Scan the data below for the string "driveway". Copy every line where it appears.

§ §

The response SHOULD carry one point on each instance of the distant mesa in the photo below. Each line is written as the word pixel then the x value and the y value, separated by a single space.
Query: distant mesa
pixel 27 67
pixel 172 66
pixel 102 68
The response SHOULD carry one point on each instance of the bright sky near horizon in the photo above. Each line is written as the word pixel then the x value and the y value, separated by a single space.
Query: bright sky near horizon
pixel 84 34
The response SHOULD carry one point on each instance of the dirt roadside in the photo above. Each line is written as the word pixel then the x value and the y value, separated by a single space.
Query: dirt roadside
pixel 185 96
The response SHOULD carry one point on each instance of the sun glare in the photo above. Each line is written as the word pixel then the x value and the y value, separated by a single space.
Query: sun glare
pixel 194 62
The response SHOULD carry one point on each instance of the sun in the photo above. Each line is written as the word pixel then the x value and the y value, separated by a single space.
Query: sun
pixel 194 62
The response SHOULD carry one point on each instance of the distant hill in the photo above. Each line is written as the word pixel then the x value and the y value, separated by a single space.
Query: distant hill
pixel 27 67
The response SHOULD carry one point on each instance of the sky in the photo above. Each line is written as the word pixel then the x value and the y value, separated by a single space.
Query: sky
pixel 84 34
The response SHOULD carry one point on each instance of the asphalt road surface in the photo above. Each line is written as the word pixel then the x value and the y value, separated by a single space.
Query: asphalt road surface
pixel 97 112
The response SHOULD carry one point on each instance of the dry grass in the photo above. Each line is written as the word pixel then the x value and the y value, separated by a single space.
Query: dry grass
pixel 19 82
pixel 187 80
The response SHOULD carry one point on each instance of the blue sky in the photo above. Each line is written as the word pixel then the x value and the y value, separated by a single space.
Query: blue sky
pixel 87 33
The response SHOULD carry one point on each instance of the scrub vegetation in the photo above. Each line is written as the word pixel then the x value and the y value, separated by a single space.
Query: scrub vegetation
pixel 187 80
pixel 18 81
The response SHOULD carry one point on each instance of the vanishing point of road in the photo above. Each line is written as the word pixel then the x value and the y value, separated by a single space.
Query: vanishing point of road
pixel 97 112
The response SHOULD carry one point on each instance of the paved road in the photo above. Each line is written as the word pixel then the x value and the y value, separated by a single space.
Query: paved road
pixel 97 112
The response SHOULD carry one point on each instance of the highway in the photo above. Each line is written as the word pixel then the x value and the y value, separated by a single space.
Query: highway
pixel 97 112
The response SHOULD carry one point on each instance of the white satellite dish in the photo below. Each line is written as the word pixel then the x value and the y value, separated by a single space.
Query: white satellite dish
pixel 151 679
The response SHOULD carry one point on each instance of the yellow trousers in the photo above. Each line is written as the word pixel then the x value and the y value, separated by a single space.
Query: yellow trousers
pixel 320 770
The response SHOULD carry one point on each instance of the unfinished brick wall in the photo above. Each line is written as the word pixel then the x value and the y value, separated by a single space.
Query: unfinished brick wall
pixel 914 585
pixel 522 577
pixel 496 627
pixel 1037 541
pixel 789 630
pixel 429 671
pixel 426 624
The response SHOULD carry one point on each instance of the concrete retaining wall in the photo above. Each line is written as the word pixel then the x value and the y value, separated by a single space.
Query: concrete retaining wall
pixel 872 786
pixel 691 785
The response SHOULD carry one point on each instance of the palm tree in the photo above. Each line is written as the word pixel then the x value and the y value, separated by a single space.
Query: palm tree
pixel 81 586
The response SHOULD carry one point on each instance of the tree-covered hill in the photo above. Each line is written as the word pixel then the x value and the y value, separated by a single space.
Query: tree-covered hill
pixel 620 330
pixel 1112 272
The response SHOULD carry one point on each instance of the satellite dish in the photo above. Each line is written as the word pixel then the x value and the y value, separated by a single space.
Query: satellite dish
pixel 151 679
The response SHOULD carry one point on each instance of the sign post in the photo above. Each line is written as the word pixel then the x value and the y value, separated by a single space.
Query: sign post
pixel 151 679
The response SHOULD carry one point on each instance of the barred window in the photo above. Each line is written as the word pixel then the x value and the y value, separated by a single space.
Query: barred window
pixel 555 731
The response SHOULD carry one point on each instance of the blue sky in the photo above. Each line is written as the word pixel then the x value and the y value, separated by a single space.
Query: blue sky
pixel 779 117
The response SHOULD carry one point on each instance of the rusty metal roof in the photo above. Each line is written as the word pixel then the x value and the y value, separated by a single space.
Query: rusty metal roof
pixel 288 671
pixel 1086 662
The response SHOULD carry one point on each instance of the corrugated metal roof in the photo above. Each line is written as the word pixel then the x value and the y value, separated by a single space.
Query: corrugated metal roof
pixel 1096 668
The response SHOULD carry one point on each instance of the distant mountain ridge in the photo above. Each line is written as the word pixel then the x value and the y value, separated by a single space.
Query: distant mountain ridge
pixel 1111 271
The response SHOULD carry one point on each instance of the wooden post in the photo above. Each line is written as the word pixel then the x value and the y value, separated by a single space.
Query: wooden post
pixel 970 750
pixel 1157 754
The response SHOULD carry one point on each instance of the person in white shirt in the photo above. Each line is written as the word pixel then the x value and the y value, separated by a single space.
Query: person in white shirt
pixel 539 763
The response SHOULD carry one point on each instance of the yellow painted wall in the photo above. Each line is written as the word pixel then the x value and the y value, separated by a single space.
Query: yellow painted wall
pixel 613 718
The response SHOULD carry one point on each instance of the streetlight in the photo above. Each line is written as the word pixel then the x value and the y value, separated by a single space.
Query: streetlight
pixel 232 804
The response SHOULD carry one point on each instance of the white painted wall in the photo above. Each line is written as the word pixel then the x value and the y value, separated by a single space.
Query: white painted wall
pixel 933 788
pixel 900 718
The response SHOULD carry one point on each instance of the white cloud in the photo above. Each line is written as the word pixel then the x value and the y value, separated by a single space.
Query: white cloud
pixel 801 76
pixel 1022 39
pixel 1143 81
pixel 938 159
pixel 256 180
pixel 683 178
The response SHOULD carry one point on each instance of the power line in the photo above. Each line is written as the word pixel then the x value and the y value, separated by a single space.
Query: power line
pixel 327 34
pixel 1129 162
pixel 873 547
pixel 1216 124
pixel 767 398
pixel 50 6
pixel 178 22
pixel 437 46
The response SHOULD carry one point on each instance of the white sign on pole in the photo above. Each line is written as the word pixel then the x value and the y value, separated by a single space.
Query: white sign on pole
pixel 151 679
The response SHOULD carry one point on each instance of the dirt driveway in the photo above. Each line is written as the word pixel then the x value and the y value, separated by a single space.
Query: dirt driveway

§ §

▶ Reply:
The response SHOULD carry one point on each instance of the dirt driveway in the photo above. Each line is written as the word pixel then the x value and the y value, separated by a single space.
Query: dirt driveway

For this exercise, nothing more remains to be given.